Keep only the lines of the data below that contain the string "tree", and copy each one out. Case counts.

******************************

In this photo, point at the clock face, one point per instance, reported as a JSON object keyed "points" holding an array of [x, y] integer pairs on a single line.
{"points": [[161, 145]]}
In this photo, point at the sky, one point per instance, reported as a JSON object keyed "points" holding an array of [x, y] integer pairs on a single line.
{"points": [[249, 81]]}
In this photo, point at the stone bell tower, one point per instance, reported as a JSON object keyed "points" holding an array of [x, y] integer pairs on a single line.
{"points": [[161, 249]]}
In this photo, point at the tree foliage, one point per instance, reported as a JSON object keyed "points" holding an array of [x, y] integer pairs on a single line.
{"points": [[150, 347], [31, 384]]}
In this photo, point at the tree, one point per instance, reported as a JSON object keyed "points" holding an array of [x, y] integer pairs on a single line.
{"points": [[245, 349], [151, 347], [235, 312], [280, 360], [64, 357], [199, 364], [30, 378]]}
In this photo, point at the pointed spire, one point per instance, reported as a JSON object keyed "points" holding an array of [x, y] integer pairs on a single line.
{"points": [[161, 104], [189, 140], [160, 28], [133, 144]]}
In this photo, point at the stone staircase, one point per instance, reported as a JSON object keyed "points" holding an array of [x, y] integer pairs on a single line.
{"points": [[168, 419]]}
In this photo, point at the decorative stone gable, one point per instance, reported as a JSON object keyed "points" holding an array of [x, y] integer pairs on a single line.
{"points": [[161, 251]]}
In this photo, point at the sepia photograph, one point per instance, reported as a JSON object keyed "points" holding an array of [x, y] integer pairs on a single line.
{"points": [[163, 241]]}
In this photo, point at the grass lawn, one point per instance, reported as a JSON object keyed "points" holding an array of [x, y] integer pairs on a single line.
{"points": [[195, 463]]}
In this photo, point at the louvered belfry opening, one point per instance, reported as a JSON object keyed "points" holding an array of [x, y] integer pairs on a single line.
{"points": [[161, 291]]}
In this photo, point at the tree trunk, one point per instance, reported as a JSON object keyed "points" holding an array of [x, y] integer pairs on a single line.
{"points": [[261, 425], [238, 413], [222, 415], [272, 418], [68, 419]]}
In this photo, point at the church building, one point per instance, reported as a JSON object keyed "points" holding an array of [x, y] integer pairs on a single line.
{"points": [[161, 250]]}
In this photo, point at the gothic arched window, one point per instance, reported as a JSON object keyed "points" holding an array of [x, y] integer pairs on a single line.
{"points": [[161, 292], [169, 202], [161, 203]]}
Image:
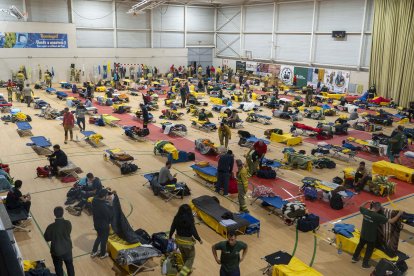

******************************

**IN RESPONSE**
In this photo, point at the tree foliage, one point per instance, reported as a JSON object keyed "points" holding an array of [x, y] integer pairs on a single line.
In this photo, point at the tree, one point per instance, reported as a JSON object keyed "points" holding an array of [x, y] integer pairs on a single line.
In this photo, point at the tree trunk, one point per instance, reported as a JSON object keyed "points" holding an array of [x, y] integer pairs on a single line.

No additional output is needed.